[Written exercise]
Reproduce every one of the rows below word for word, leaving out the pictures.

******

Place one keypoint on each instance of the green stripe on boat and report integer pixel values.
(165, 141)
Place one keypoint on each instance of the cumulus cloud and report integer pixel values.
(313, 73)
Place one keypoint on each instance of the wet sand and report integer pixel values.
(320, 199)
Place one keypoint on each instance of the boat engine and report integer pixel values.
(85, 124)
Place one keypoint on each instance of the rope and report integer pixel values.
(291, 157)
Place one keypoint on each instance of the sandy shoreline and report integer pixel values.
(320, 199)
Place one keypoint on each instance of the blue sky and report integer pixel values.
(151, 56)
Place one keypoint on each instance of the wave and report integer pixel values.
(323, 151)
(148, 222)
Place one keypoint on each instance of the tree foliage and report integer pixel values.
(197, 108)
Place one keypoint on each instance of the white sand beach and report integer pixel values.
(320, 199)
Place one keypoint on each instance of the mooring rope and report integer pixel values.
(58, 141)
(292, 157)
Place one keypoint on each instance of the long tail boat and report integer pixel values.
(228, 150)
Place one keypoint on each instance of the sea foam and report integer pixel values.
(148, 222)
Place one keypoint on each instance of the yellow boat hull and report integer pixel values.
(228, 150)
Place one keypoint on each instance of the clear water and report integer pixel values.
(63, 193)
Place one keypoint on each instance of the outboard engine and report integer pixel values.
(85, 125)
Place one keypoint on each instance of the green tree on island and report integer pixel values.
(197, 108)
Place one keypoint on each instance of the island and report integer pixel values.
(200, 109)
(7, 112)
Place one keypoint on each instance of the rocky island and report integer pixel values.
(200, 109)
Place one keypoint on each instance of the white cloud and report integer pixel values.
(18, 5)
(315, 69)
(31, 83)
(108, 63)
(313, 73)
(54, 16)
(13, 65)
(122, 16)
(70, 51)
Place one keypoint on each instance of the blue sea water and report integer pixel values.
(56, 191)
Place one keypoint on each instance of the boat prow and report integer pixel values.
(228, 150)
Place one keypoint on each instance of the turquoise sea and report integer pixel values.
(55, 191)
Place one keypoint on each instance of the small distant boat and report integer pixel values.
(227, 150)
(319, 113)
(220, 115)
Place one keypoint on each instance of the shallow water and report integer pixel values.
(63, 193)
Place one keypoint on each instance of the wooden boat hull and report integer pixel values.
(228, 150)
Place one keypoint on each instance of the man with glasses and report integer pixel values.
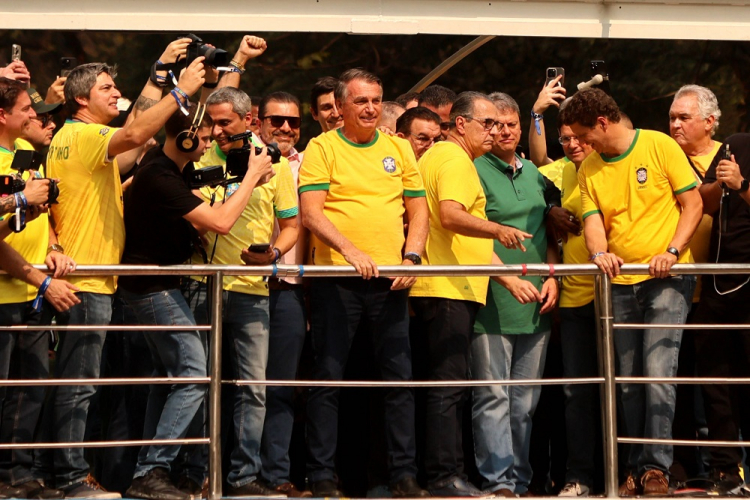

******

[Correct output]
Place one keypoint on each instance of the green stripe on boat and report integer pixel values.
(165, 141)
Place one keypoint on each instance of the cumulus cloud and report integer pixel values.
(313, 73)
Place one keypoint on each instance of the wet sand and report integer pixel values.
(320, 199)
Place one keypoint on each instance of the boat engine and report integer pixel values.
(85, 124)
Place one keypoint on each instance of the rope and report integer pixel values.
(291, 157)
Place one keypoint on each instance of the sandy shoreline and report integer pixel values.
(320, 199)
Place one keypoint on each instance of the blue sky and report integer pixel values.
(151, 56)
Place one keypoint on each instance of the wave and report integer pixel values.
(323, 151)
(148, 222)
Place one keypoint on each instance of the tree foliage and report integer pixel values.
(197, 108)
Place one keypoint on each instance of the white sand beach and report integer pixel values.
(320, 199)
Place one keypoint on each instance of the mooring rope and report integer pixel values.
(58, 141)
(292, 157)
Place one keypoint on each instance of the long tail boat and report integer pixel values.
(228, 150)
Place one keypoint on each instance of the sea foam and report integer pixel values.
(148, 222)
Place one keypoint on each instance of the yellow boat hull and report integer pixel values.
(228, 150)
Place one keypoint on each instance of the clear water and report integer pixel values.
(63, 193)
Place one keypoint on each instance of the outboard engine and report integer pixel values.
(85, 125)
Place one keypoint on each instance of the green tree on island and report integer pixel values.
(197, 108)
Place one keypoint on each instance of the island and report integer pixel values.
(200, 109)
(7, 112)
Place one keypoint on each instance of the rocky island and report integer pixel values.
(200, 109)
Place one keypoint on each instance of the white cloud and report integer pixel values.
(18, 5)
(315, 69)
(31, 83)
(108, 63)
(313, 73)
(54, 16)
(13, 65)
(122, 16)
(70, 51)
Place one keypoint on each instance of the blue sea water and report integer pixel values.
(56, 191)
Place one keypoint on each instance of the boat prow and report integer pixel values.
(228, 150)
Place one keypoint on each instance of the turquoise sea and report integer pixel values.
(55, 191)
Place one keypoint on each instance of the small distant boat and report integer pixel values.
(227, 150)
(319, 113)
(220, 115)
Place one keypoint on each instance of the shallow water and report integer pixel values.
(63, 193)
Place one keypoint on each instance of the wooden boat hull and report integer pixel values.
(228, 150)
Place one keypoint on each instance of the man with glasses and report integer pixel values.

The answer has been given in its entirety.